Kaynak metin:
+ + + + + + +
[voiserPlayer]
06/02/2023 tarihinde merkez üssü Kahramanmaraş ili Pazarcık ve Elbistan ilçesi olan ilki 7,7 ikincisi 7,6 büyüklüğünde iki deprem meydana geldi. Hatay, Gaziantep, Osmaniye, Malatya, Adana, Diyarbakır, Şanlıurfa, Adıyaman ve Kilis depremlerden birinci derecede etkilendi. 13,5 milyon kişinin doğrudan etkilendiği depremde; şu ana kadar açıklanan resmi rakamlara göre 35 bin 418 yurttaşımız hayatını kaybetti, 80 binin üzerinde yurttaşımız yaralandı ve 195 bin 962 afetzede deprem bölgesinden tahliye edildi.
08.02.2023 tarihli ve 6785 sayılı Cumhurbaşkanı Kararı ile depremden etkilenen 10 ili kapsayacak şekilde 3 ay süre ile OHAL ilan edildi, aynı gün Resmi Gazetede yayınlandı. OHAL kararı Türkiye Büyük Millet Meclisi Genel Kurulu tarafından 09.02.2023 tarihinde onaylandı.
+ + + + + + +
Veriler:
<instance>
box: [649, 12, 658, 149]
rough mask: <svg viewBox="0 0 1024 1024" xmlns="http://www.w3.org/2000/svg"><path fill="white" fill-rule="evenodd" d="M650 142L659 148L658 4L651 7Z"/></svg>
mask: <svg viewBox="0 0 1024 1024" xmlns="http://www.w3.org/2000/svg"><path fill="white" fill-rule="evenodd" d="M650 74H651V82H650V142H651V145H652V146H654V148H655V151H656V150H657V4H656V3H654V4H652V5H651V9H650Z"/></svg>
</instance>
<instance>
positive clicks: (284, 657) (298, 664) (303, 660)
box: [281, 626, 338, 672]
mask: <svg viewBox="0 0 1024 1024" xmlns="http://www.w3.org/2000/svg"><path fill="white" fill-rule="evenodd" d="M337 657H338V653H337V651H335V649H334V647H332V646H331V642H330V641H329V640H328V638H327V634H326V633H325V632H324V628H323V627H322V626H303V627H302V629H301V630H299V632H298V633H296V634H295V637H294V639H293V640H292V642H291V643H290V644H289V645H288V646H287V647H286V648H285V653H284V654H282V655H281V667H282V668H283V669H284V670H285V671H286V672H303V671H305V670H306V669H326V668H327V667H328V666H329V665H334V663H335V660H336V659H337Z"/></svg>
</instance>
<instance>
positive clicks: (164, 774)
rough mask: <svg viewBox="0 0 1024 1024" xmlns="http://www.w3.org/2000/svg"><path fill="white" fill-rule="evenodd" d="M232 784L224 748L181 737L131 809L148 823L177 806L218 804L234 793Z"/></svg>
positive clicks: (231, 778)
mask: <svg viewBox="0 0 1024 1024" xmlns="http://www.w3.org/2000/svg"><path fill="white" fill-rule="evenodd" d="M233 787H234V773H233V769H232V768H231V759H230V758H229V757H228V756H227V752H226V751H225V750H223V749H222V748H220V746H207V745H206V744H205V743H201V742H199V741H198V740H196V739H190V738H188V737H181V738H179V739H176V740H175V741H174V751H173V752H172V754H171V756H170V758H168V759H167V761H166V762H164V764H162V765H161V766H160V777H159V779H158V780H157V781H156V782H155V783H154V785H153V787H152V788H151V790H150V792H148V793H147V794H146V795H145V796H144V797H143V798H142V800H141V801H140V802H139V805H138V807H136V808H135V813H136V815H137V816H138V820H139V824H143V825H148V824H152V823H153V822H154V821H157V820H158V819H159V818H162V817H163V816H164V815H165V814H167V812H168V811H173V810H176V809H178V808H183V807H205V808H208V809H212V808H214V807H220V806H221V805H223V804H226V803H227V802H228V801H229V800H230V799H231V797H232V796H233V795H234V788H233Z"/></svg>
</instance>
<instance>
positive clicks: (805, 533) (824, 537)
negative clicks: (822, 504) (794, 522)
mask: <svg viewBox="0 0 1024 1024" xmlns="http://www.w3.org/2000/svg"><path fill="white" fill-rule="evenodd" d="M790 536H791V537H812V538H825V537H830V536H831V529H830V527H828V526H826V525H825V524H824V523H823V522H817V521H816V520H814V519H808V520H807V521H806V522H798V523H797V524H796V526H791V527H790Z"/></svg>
+ + + + + + +
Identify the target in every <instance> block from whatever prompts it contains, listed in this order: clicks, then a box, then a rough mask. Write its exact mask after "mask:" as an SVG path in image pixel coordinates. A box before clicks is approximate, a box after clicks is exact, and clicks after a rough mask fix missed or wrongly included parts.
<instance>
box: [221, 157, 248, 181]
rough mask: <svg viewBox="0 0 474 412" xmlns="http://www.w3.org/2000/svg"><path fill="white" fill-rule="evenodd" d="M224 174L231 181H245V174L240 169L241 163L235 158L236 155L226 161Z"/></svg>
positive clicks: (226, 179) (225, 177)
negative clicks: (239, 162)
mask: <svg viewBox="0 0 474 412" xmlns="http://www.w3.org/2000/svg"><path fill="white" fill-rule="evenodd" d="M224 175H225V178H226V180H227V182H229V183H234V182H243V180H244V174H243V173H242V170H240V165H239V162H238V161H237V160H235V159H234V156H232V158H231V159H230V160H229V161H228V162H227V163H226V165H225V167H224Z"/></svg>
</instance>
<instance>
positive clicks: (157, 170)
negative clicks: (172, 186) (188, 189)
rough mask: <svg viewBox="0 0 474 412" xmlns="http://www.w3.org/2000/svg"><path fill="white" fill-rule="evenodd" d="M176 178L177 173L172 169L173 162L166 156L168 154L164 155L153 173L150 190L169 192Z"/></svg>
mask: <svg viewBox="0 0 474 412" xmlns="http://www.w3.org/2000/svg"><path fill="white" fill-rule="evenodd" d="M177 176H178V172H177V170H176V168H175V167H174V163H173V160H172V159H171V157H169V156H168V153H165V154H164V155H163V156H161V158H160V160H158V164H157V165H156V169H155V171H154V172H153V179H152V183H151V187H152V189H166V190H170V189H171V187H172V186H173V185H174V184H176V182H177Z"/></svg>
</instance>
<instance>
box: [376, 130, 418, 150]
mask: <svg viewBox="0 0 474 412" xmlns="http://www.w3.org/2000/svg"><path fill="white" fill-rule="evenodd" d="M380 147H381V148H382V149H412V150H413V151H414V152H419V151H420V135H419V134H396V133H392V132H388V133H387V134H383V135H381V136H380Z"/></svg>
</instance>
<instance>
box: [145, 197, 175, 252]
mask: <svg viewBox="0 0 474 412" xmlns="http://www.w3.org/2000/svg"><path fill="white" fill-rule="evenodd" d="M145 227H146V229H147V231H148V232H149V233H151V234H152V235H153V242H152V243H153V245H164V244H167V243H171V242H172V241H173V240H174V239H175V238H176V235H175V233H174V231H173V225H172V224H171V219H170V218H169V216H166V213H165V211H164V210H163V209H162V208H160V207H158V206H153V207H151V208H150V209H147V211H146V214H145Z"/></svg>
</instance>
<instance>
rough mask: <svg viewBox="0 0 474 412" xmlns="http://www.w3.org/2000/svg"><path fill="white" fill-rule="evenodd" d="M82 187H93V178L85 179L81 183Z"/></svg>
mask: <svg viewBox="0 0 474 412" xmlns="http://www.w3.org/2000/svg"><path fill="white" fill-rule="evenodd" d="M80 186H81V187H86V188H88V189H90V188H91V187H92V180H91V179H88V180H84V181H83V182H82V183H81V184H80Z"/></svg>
+ + + + + + +
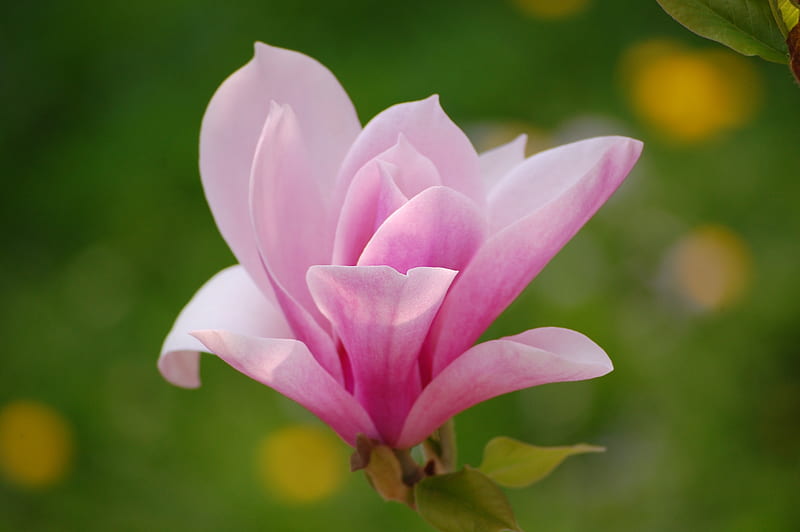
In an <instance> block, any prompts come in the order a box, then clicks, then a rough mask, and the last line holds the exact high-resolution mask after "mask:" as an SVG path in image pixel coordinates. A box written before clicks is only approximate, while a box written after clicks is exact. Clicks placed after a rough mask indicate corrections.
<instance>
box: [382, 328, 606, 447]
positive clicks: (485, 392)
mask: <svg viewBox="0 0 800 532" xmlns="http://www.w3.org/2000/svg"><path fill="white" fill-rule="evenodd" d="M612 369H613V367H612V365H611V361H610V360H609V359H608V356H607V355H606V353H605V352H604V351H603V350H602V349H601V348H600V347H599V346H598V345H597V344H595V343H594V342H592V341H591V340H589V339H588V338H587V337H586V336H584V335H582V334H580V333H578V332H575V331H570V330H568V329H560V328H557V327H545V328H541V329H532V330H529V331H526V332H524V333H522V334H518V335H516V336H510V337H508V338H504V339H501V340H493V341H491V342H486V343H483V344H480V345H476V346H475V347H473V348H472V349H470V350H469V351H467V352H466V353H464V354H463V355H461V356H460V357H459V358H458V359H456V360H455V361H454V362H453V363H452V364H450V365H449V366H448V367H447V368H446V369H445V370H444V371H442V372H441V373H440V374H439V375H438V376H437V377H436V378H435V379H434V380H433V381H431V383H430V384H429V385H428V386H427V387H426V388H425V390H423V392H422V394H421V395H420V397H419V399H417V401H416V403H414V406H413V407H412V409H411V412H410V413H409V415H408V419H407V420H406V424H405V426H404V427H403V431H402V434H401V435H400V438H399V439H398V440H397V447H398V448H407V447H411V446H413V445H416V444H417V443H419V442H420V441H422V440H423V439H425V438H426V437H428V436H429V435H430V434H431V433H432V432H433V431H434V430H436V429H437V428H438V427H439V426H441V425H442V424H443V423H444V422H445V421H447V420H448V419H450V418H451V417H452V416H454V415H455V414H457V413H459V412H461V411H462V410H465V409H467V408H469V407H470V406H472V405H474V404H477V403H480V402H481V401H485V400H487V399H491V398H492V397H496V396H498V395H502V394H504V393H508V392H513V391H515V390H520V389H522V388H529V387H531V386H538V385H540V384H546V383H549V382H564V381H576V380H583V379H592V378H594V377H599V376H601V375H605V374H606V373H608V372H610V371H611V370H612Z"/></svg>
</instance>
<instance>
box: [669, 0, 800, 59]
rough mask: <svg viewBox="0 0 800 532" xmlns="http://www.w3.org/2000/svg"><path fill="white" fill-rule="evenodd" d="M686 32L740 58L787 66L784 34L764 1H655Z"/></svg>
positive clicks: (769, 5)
+ + + + + + +
Alıştırma yönergesi: Depremle ilgili metinde geçen bütün tarihleri, metindeki yazılışlarıyla sıralayın. Bu veriler alıştırmayı yapmak için gerekli değildir.

Alıştırma cevabı: 06/02/2023, 08.02.2023 ve 09.02.2023